_Task_.
In the article on Walmart's vaccine mandate below, by what date must the covered associates be vaccinated?

The mandate covers all campus staff as well as market, regional and divisional employees who work in multiple facilities, Chief Executive Officer Doug McMillon said in a memo Friday.  A spokesman couldn’t immediately say how many of the retailer’s 1.5 million-person U.S. workforce will be affected.  

Walmart separately told its frontline store and warehouse associates Friday to don masks again, and doubled the cash incentive it’s providing for employees to get vaccinated to $150.

“The pandemic is not over, and the delta variant has led to an increase in infection rates across much of the U.S.,” McMillon said in the memo.  “We have made the decision to require all campus office associates and all market, regional and divisional associates who work in multiple facilities to be vaccinated by October 4, unless they have an approved exception.”

Walmart will be closely watched by other corporate leaders grappling with the myriad challenges of getting white-collar employees safely back into offices while also looking after their frontline employees in stores, factories and distribution centers.  This week, Alphabet Inc.’s Google said it will require workers coming back to its offices be vaccinated, and Apple Inc. has delayed its return-to-office to October and began urging store workers to wear masks again.

Within minutes of Walmart’s announcements, rival grocer Kroger Co. said it would encourage even vaccinated staff and customers to wear masks in stores.  Retail locations have become the inadvertent battlegrounds for the broader cultural and political brouhaha over mask-wearing, with some confrontations between staff and customers becoming violent over the past year.

For big employers, extending vaccine mandates from office workers to frontline staff will be difficult.  At Albertsons Cos., the vaccination rate of store workers is running close to the national average, Chief Executive Officer Vivek Sankaran said this week. That’s about 60%.

But it’s not just corporate titans making moves: The 230-person public-relations consultant BerlinRosen has implemented a vaccine requirement for any employee wanting to enter its three offices, according to Chief Operating Officer David Levine.

Walmart’s CEO said there’s a “small percentage” of employees who can’t get vaccinated due to medical or religious reasons, and the spokesman said they “must follow all social distancing standards, wear a mask while working, and receive weekly COVID-19 testing provided by Walmart.”

If Walmart employees claim a medical or religious exemption but don’t receive approval, they will be suspended for a set time period in order to receive the vaccination. If employees still decline inoculation, they’ll be fired.

Employees at the company’s Bentonville, Arkansas, campus — which is in the midst of a complete architectural overhaul that won’t be complete until 2025 — have been gradually coming back to offices with the intention of returning to pre-pandemic staffing levels after Labor Day. Now, though, McMillon said he might need to adjust that timing.

Walmart’s new mandate will be applied to all new hires in the affected locations, the company said.  Management is also limiting business travel to mission-critical trips, which could dent the resurgence of air travel if its policy is followed by other big companies.

_Provided material_.
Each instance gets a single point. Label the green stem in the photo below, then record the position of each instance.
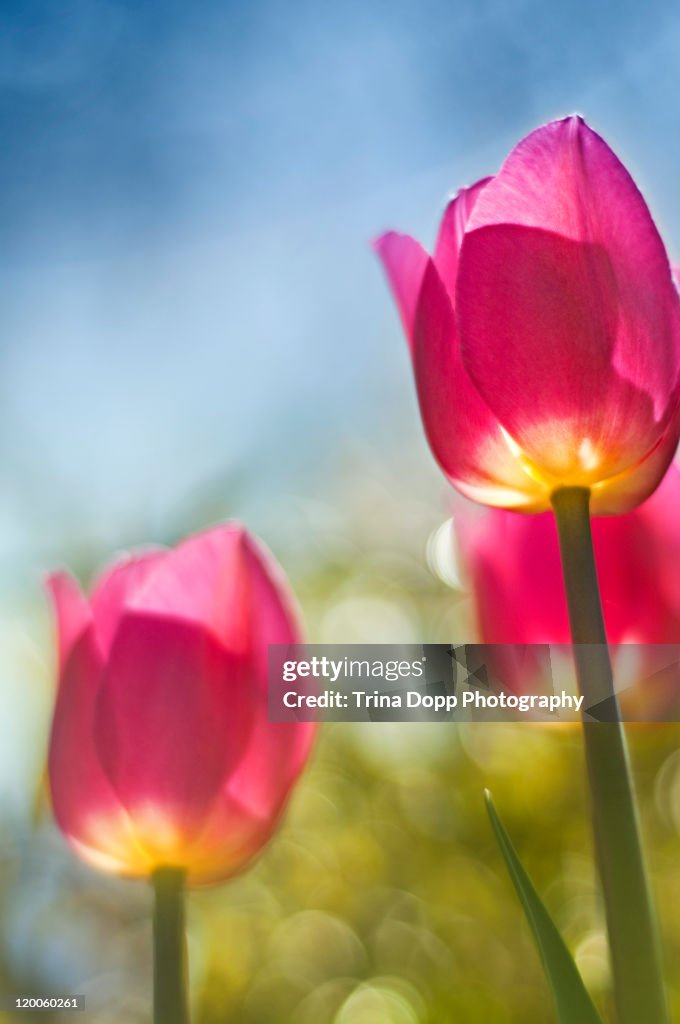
(170, 1005)
(638, 979)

_Result of this exercise_.
By October 4, unless they have an approved exception.